Radon exploits every available opening. Common entry points include:
- Cracks in concrete slab floors
- Floor-to-wall joints and construction joints
- Gaps around plumbing pipes and other service penetrations
- Sump pump openings
- Cavities inside basement walls
- Gaps in suspended floors
Even a home with no visible cracks can have elevated radon. Concrete is porous enough to allow some gas through, and the joints where walls meet floors are rarely perfectly sealed.
Building Materials as a Minor Source
The soil beneath your foundation is the dominant source, but building materials themselves can contribute a small amount. Concrete, brick, natural stone, granite countertops, sandstone, and gypsum all contain trace levels of naturally occurring uranium, radium, and thorium. As these elements decay, they release small quantities of radon into indoor air.
In practice, the contribution from building materials is very low. The CDC notes that these materials are highly unlikely to raise radiation exposure above normal background levels. If your home has elevated radon, the soil is almost certainly the cause, not your walls or countertops.
Radon From Well Water
If your home uses a private well, the water itself can be a secondary radon source. Groundwater that flows through uranium-rich rock dissolves radon gas along the way. When that water enters your home and gets agitated or heated, the radon escapes into the air. Showering, running the dishwasher, and doing laundry all release dissolved radon, briefly spiking indoor levels.
Homes on municipal water supplies rarely have this issue because the water is treated and stored in open reservoirs, allowing radon to dissipate before it reaches your tap. Well water is the concern here, particularly wells drilled into granite or other uranium-bearing rock.
Why Radon Is a Health Concern
Once radon is in your lungs, it continues decaying into solid radioactive particles (called progeny) that lodge in lung tissue. These particles emit alpha radiation, which damages cells at close range. At the concentrations found in most homes, the damage works indirectly: an alpha particle hitting one cell sends chemical stress signals to neighboring cells, causing chromosome damage in cells that were never directly hit. This “bystander effect” is the primary mechanism behind radon-related lung cancer risk at typical residential exposure levels.
Radon is the second leading cause of lung cancer after smoking. There is no known safe level of exposure, which is why even modest indoor concentrations warrant attention.
Testing and Fixing the Problem
The EPA recommends taking action if your home’s radon level reaches 4 pCi/L or higher, and suggests considering mitigation even between 2 and 4 pCi/L. Short-term test kits are inexpensive and widely available at hardware stores. You place one in the lowest livable level of your home for a few days, then send it to a lab. Long-term tests (90 days or more) give a more accurate picture of your year-round average.
The most common fix is called active soil depressurization. A contractor installs a pipe through your foundation slab and connects it to a small fan that runs continuously. The fan draws radon-laden soil gas from beneath the house and vents it above the roofline, where it disperses harmlessly. The system also reverses the pressure difference that was pulling radon in, so it addresses the root cause rather than just filtering air. Installation typically takes a day, and the systems are quiet and inexpensive to operate.
Because radon production in the soil never stops, mitigation is an ongoing process rather than a one-time fix. The fan needs to keep running, and periodic retesting (every two to five years, or after major renovations) confirms the system is still working effectively.

# # #

**QUESTIONS ON THE MATERIAL:**
A: In the radon passage, reproduce word for word the text from "Radon is the" up to and including "concentrations warrant attention.".
B: According to the radon passage, why do homes on municipal water supplies rarely have a radon problem from their water? Answer in one to three sentences.

**SUPPLIED MATERIAL:**
# # #

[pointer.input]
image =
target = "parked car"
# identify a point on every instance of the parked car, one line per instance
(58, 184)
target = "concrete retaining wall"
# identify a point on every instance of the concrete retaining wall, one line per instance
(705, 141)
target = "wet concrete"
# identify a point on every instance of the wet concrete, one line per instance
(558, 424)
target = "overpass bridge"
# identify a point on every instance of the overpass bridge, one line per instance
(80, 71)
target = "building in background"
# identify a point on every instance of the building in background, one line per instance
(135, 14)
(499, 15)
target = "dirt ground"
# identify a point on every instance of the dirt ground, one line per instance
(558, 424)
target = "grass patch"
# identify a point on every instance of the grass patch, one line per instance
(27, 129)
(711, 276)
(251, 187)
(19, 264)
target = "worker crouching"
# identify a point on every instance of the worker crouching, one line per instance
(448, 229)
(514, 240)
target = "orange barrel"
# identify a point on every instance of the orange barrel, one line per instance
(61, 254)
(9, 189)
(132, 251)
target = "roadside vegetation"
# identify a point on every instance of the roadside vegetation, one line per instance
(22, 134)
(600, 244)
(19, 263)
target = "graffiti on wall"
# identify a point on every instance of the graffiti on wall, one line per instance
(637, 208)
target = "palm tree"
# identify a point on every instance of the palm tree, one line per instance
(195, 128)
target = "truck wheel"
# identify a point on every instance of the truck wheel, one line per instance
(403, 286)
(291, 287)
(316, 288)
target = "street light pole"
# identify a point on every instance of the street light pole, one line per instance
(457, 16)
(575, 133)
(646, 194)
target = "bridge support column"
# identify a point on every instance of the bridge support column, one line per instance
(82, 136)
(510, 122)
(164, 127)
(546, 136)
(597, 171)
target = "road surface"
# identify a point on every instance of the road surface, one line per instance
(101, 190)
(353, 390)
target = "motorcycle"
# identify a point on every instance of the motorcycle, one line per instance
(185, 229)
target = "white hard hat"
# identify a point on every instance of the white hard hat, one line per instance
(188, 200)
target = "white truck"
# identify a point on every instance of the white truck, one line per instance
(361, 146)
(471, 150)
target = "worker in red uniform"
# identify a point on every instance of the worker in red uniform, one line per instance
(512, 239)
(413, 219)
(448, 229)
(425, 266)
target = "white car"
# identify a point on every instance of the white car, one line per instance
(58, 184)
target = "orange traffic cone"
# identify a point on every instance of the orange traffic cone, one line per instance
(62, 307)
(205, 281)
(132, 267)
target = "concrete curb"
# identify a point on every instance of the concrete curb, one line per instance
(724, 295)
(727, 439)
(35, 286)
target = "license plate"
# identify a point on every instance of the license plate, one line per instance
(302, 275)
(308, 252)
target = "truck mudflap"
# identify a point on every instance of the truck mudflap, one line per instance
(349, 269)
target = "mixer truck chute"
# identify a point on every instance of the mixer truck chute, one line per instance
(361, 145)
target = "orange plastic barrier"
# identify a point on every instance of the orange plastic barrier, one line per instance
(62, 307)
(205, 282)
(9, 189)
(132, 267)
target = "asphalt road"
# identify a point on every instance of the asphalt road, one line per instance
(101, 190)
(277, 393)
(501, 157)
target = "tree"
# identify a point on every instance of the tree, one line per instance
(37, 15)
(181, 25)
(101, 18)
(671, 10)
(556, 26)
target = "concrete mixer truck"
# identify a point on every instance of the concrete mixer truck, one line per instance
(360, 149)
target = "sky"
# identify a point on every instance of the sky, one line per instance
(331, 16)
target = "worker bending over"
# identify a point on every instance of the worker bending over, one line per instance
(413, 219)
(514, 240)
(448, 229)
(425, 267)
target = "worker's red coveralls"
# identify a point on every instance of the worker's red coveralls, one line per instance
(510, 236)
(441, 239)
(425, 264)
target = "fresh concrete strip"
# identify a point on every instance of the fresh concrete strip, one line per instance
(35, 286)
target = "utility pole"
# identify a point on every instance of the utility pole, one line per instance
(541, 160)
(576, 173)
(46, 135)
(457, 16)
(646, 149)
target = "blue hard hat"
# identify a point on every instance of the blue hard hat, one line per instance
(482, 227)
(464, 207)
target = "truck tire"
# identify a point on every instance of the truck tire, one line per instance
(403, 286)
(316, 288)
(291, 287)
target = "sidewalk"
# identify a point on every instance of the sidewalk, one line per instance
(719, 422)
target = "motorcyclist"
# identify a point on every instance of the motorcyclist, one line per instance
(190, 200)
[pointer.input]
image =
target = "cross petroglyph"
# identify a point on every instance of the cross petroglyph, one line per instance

# # #

**SOLUTION SET:**
A:
Radon is the second leading cause of lung cancer after smoking. There is no known safe level of exposure, which is why even modest indoor concentrations warrant attention.

B: Municipal water is treated and stored in open reservoirs. This allows radon to dissipate before the water reaches the tap.